* **WHAT YOU WILL DO**
Show every line of the records below that contains the word "green".

Dataset excerpt
>> BEGIN

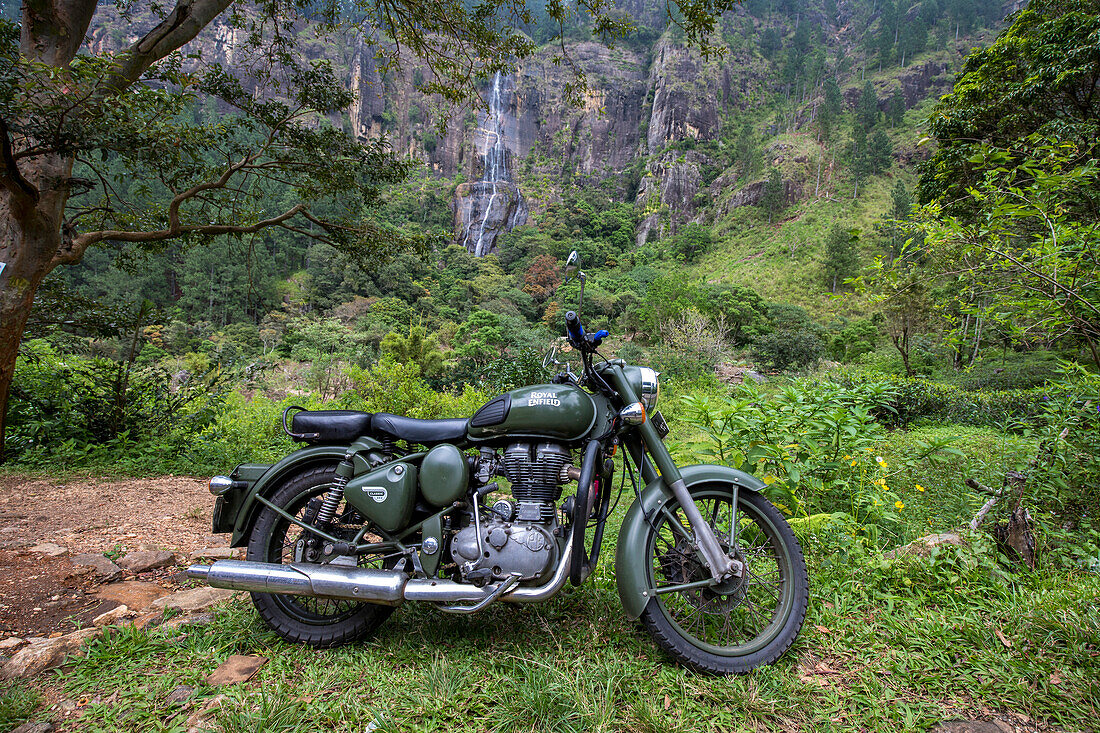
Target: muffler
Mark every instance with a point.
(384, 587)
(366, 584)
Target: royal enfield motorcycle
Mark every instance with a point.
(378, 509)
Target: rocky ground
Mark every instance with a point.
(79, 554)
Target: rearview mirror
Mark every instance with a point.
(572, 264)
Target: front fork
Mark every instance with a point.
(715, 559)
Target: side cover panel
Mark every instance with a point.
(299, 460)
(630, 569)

>> END
>> BEGIN

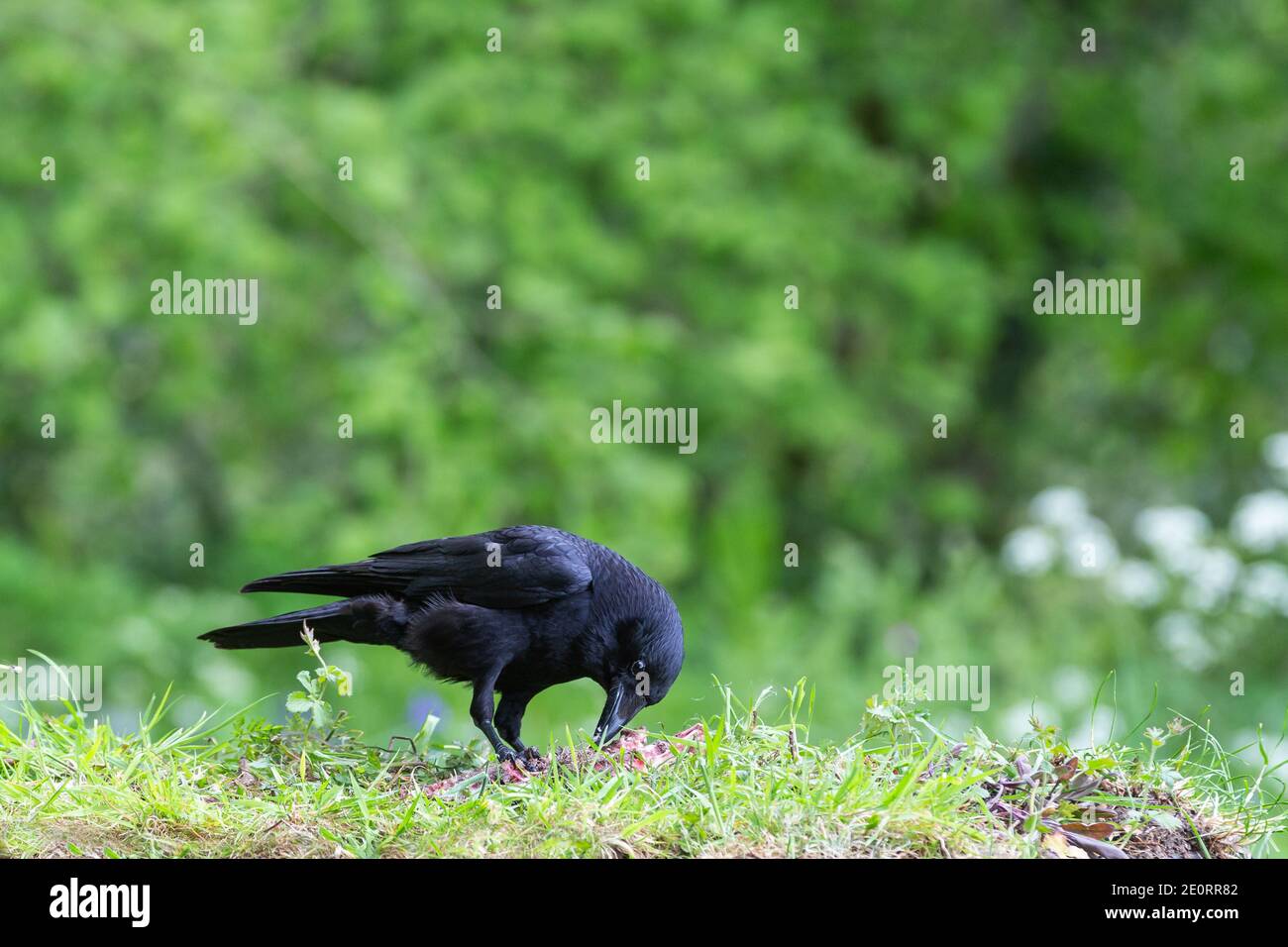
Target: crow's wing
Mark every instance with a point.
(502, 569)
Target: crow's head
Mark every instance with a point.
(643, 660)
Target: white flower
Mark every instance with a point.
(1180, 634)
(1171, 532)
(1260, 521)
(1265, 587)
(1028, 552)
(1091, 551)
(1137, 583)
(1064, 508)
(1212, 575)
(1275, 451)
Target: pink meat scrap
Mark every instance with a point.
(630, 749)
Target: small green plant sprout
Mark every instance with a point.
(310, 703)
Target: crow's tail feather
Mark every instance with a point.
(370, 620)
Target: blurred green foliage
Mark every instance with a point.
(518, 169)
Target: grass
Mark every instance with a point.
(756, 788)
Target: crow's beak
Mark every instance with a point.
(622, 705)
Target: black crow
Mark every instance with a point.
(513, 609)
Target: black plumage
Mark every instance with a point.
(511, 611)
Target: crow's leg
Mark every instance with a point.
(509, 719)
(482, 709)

>> END

* **TASK OUTPUT**
Target: small green plant sprout
Target: blurred green foliage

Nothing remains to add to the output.